**** Document extract

# teryx pros and cons



## bigblackbrute

ok so o searchd bt couldnt find a thread on this. so after the brute lost the motor for the second time out of the blue while i was jus playn around in the yard ive decided to get me a teryx and let the brute go. whats yalls opinions and whats the pros and cons of one. i will be getn a 2010 LE. it will stay stock for hunting season bt by spring it will be get sme mods bt nt crazy. im open to all opinions. thanks guys. o yea and whay does it take to fit 31s under one.


----------



## phreebsd

my stepdad's seems to be pretty reliable. sounds good but seems a bit loud in the cab. he's got 31's on his. 2" spacers on it. they fit but do rub a but on the rear with a full load.
he'll be getting a lift kit eventually.


----------



## walker

only downside from what i have heard is it takes 3 to 4 hours to change a belt . that if you know what your doing .. look under seat got to take all that crap out to get to cvt....


----------



## phreebsd

yep gotta remove the fuel tank and lots of little junk.


----------



## gpinjason

I've heard also that if you are on inclines a lot it has the same issue like brutes spitting oil into the airbox...


----------



## phreebsd

yep it does. i was behind clay going up a hill at southern ridge and there was so much smoke i couldnt see at all!


----------



## monsterbrute750

I have 3 buddies with them. Two of them have 2008 models and one has a 2010. They all seem to like them. One of them is selling his '08 for $6500 to get another 4 wheeler because he misses it.


----------



## Newbruteforcetothegame

I was looking on craigslist and found a teryx for $1705 and it's an 09 could that be right? It says nothing is wrong with it and it has pics of it


----------



## 08GreenBrute

^^^scam, if i ever get one ill let you know how i like it


----------



## bigblackbrute

thanks for the input guys and thanks alot for the pics phree im glad to knw that my 31s will fit on it witout a lift for now. looks like i will jus wait till i have a free day to put clutch springs and all in it. i knw i will miss the brute sme bt i will really enjoy the teryx to.


----------



## yard_dawg

I have a 08 model. this is my first buggy, and there are for sure a lot of problems with servicing it . I have had 4 wheelers all my life,and use to just looking at it and fixing it. Now i have to take stuff off just to look. I did find a manual online that helps out a lot with the up keep of it. I know this thing hauls but, with plenty of power. They have so many upgrades out there for them now.


----------



## bigblackbrute

thanks for that info yard dog. i dnt mind haveing to do a lil extra to work on one. what tire would yall recommend for it for hunting and would anybody happen to have a set they would be willing to sell.


----------



## bhmudder32

I have an 09 teryx sport and I love it so far. This winter I am getting the V force john clutch mod done and I think it will be right where I want it. It has the gorilla stage 1 lift on it


----------



## bigblackbrute

sweet looking teryx bhmudder. im getn a 2010 le thats rubby red is what they guy at the dealship said the color was called. i wanted a sport jus a lil mre money than what i wanted to spend


----------



## mudtodeep

Any new pros an cons think I'm looking to get a teryx think I'm going to go with 09 or newer I like my brute but it seems like u just don't c any teryx no were Any new thoughts on them. Thanks


----------

********
**** Dataset extract

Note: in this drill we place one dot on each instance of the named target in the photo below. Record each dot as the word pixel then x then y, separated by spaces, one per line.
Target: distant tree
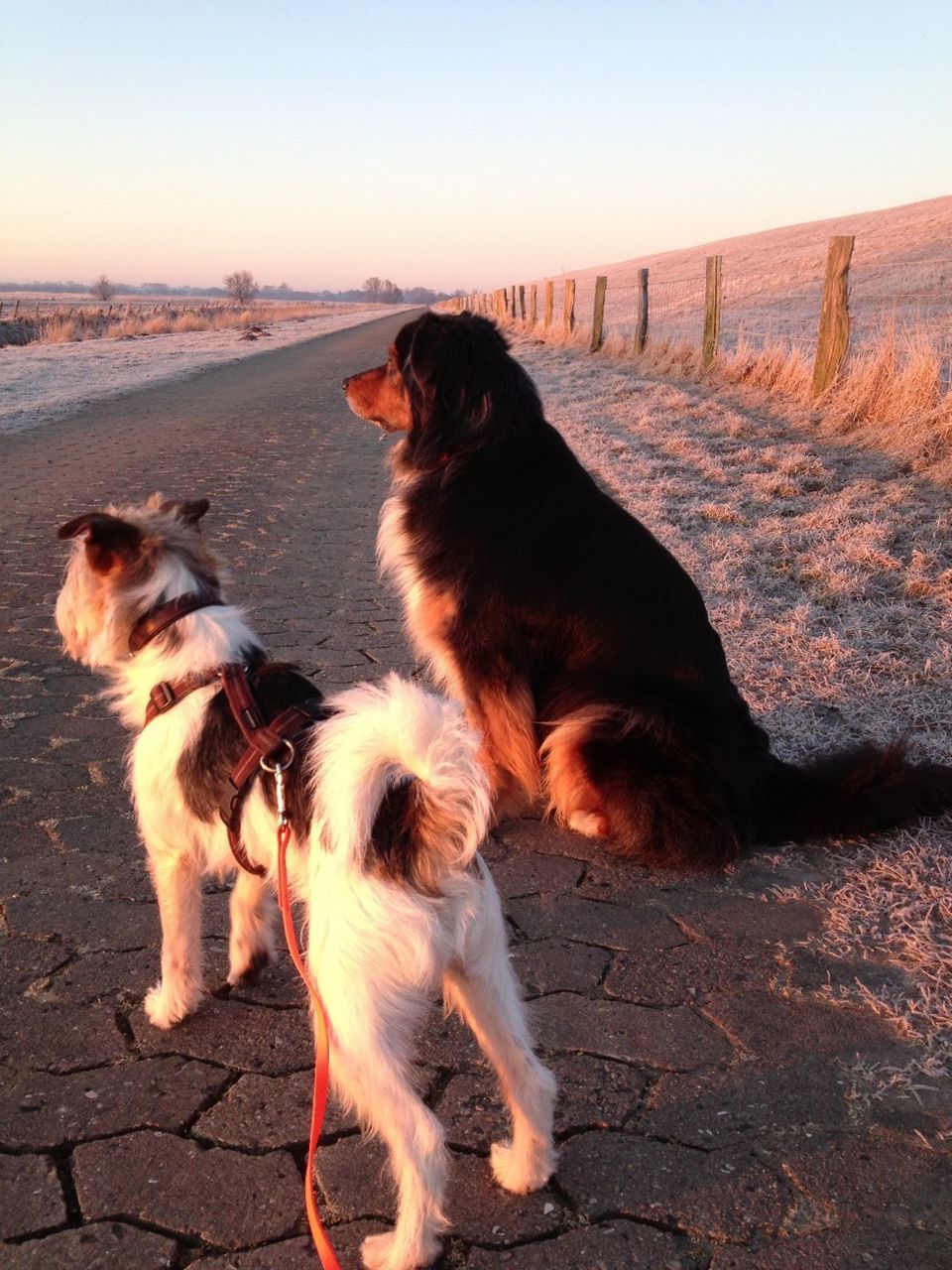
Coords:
pixel 102 289
pixel 241 286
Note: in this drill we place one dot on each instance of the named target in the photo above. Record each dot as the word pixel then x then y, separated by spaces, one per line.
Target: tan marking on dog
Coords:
pixel 381 397
pixel 507 719
pixel 571 795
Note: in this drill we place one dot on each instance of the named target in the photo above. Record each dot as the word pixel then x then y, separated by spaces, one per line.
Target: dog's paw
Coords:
pixel 522 1171
pixel 389 1252
pixel 593 825
pixel 249 968
pixel 164 1007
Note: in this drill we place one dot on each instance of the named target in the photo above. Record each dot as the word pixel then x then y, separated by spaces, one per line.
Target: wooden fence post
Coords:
pixel 833 338
pixel 642 329
pixel 569 308
pixel 599 316
pixel 712 310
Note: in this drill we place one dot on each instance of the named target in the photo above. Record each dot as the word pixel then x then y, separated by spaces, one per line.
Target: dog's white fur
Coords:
pixel 377 949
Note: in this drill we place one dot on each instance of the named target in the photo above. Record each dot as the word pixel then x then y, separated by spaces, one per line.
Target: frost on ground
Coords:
pixel 828 572
pixel 45 381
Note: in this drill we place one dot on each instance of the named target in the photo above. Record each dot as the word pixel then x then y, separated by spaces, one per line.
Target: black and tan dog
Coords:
pixel 580 647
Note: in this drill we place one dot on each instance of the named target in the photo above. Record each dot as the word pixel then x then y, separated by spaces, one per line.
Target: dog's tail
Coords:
pixel 398 784
pixel 849 794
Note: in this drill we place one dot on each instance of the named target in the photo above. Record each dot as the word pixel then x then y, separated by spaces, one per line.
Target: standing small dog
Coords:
pixel 388 815
pixel 580 647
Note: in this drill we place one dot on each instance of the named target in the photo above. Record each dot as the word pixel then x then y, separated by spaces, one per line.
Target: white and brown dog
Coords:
pixel 388 806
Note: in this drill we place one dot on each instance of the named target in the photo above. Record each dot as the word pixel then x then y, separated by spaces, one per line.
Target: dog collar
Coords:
pixel 164 615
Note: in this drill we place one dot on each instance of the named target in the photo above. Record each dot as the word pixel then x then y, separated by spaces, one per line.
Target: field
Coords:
pixel 28 317
pixel 895 389
pixel 828 572
pixel 44 380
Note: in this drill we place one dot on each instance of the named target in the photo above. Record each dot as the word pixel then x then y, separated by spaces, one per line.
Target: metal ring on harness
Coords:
pixel 277 766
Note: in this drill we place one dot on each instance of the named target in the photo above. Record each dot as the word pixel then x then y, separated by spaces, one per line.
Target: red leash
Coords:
pixel 321 1064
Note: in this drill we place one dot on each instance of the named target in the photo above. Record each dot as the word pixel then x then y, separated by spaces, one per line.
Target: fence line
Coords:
pixel 800 307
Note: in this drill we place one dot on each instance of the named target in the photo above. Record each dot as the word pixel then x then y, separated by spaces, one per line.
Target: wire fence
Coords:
pixel 907 303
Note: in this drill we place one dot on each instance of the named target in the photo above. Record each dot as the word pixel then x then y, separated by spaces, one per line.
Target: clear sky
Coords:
pixel 449 144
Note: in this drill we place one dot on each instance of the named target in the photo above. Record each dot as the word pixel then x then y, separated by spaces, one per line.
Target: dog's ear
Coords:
pixel 111 541
pixel 451 368
pixel 189 511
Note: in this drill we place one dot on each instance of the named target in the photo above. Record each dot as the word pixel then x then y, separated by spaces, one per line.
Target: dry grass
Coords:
pixel 131 321
pixel 828 572
pixel 889 397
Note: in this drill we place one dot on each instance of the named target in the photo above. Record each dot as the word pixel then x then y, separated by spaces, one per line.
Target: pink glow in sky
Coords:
pixel 449 145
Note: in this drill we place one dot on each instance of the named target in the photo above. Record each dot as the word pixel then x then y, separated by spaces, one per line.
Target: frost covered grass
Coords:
pixel 828 572
pixel 42 381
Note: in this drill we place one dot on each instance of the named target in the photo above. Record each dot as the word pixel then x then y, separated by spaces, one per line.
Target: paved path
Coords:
pixel 714 1110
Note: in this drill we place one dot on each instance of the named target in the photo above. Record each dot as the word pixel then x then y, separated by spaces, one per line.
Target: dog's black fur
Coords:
pixel 563 599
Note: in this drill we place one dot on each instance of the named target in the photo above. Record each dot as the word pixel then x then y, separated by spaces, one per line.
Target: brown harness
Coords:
pixel 264 739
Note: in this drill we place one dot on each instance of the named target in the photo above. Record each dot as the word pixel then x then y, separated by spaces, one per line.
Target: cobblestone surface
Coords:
pixel 711 1114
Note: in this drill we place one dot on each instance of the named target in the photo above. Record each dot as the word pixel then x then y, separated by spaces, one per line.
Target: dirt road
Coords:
pixel 710 1115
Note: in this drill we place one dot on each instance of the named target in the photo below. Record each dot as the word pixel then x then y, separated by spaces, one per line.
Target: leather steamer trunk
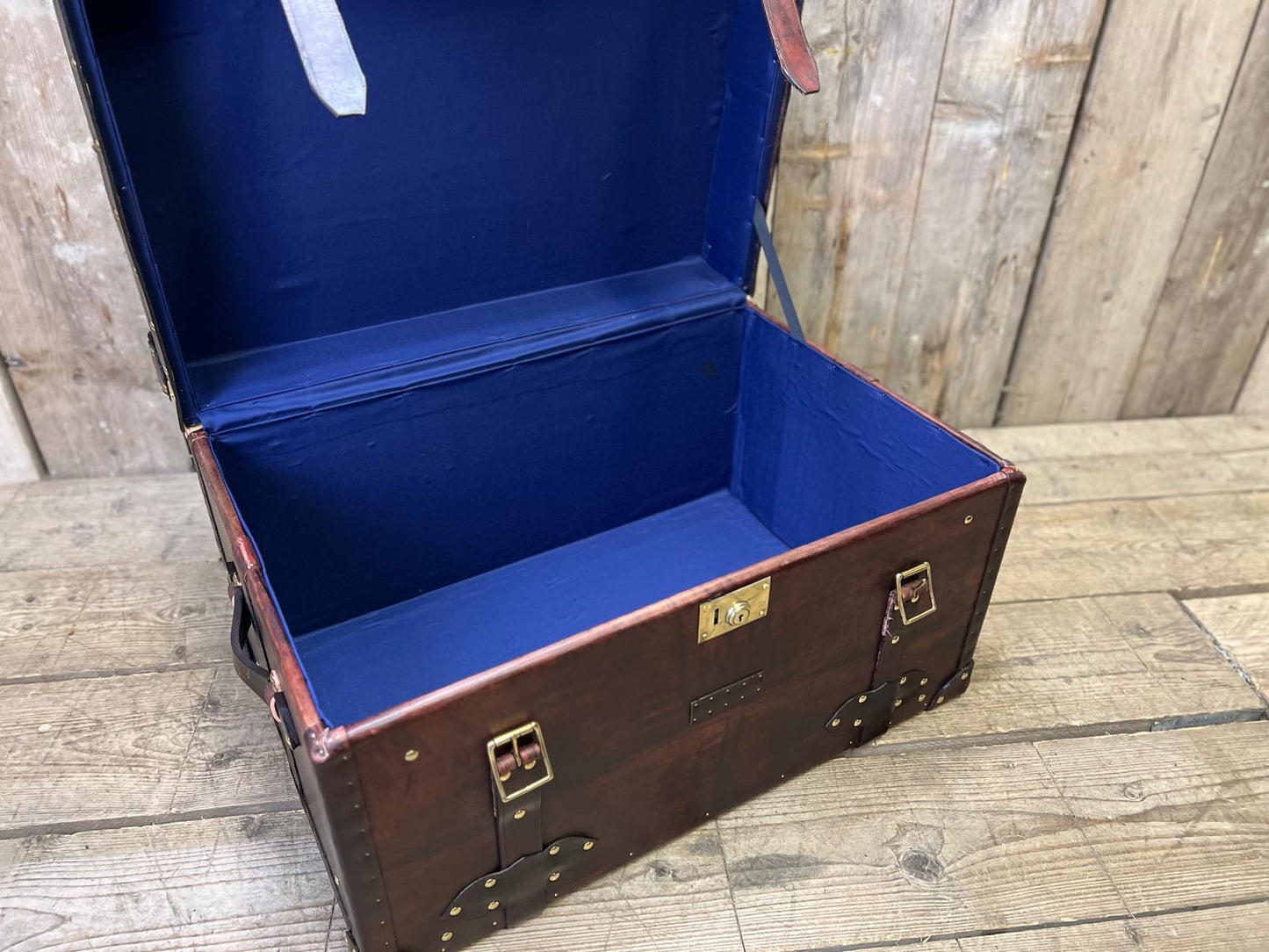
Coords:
pixel 544 542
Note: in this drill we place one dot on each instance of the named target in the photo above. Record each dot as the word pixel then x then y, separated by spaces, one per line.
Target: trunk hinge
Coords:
pixel 160 370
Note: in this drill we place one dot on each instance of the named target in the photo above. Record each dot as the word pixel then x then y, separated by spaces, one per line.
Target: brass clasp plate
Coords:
pixel 735 609
pixel 914 593
pixel 516 752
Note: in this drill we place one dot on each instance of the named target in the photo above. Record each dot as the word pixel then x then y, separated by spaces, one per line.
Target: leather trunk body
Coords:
pixel 404 806
pixel 422 852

********

Set tasks:
[1] Answer the following about the Teryx thread:
(a) What model year and trim does bigblackbrute say he will be getting?
(b) According to walker, how long does it take to change a belt?
(c) For what price is one of monsterbrute750's buddies selling his '08?
[2] Reproduce from the Teryx thread the part that opens with the words containing "ok so o searchd" and closes with "a full load.".

Results for each task:
[1]
(a) A 2010 LE.
(b) 3 to 4 hours, and that is if you know what you are doing.
(c) $6500.

[2]
ok so o searchd bt couldnt find a thread on this. so after the brute lost the motor for the second time out of the blue while i was jus playn around in the yard ive decided to get me a teryx and let the brute go. whats yalls opinions and whats the pros and cons of one. i will be getn a 2010 LE. it will stay stock for hunting season bt by spring it will be get sme mods bt nt crazy. im open to all opinions. thanks guys. o yea and whay does it take to fit 31s under one.


----------



## phreebsd

my stepdad's seems to be pretty reliable. sounds good but seems a bit loud in the cab. he's got 31's on his. 2" spacers on it. they fit but do rub a but on the rear with a full load.